*** DATA PROVIDED

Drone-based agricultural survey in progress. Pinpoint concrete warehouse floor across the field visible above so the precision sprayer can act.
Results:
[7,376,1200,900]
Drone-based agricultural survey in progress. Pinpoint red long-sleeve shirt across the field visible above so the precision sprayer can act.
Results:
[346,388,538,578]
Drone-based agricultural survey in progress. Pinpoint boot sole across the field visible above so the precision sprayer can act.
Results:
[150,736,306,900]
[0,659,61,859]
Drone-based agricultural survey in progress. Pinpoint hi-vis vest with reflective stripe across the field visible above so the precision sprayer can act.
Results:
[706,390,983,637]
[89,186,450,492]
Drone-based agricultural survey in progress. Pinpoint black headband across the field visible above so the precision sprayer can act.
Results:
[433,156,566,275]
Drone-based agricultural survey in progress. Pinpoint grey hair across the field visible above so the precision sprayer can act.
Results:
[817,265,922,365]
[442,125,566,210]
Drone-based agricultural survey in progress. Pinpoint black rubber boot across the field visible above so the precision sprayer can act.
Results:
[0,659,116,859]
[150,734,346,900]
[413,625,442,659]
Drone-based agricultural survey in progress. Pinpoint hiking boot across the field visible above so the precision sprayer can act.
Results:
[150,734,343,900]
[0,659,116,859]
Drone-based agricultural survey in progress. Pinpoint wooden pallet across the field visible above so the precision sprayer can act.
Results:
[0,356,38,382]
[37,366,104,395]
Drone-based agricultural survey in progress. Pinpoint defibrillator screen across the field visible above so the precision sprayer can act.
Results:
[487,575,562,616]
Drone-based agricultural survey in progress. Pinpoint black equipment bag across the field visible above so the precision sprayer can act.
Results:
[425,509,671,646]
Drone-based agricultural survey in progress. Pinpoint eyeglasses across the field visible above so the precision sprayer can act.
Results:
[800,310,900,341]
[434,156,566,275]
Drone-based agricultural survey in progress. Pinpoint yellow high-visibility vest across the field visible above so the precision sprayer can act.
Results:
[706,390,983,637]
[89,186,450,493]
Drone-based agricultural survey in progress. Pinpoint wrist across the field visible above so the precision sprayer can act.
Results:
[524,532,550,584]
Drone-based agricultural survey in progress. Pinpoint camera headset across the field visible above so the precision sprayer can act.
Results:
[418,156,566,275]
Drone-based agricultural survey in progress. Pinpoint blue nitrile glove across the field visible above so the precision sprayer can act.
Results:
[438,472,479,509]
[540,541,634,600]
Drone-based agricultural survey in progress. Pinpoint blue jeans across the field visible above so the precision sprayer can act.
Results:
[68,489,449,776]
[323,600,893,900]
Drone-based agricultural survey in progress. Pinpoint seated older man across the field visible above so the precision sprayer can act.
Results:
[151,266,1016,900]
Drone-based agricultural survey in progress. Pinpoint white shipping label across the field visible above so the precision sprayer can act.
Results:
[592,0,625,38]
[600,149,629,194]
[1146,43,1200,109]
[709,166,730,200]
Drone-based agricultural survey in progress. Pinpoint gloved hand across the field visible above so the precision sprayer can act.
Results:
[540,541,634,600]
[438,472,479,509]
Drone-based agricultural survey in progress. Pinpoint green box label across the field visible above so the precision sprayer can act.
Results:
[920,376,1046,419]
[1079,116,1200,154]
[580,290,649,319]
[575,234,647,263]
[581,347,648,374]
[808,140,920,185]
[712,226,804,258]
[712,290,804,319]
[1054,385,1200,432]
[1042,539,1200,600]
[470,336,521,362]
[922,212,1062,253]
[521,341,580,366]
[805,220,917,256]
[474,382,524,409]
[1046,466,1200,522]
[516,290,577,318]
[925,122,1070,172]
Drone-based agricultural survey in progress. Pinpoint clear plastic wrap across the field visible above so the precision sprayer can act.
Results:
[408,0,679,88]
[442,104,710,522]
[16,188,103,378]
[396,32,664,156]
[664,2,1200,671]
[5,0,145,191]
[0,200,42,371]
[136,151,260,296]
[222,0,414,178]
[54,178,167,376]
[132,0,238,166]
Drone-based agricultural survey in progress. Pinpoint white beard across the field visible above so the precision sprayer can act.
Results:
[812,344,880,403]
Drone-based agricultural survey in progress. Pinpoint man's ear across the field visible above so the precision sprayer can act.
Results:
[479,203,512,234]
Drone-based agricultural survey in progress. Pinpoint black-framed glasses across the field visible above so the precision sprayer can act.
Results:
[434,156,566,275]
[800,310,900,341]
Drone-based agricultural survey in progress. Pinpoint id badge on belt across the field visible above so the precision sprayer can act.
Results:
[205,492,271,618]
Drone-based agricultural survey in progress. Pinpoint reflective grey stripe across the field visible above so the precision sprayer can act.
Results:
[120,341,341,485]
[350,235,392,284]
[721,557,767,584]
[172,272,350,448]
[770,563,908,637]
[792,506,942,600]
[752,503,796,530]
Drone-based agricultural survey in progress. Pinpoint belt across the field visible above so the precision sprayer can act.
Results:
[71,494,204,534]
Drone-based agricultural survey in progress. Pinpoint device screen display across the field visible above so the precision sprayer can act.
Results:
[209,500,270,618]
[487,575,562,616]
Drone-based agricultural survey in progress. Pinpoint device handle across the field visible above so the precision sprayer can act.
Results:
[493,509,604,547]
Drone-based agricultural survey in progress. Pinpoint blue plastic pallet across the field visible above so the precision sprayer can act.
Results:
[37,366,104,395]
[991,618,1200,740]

******

### YOUR TASK
Copy out the listing above word for word, from the line containing "Drone-based agricultural survey in progress. Pinpoint red" through the line containing "[0,659,61,859]", including both of those lines.

### WRITTEN RESPONSE
Drone-based agricultural survey in progress. Pinpoint red long-sleeve shirt across the field visible above so the precision sprayer can act.
Results:
[346,388,538,578]
Drone-based agricultural survey in progress. Pinpoint boot sole across the field visible above so the precision sprayer can act.
Results:
[150,736,306,900]
[0,659,61,859]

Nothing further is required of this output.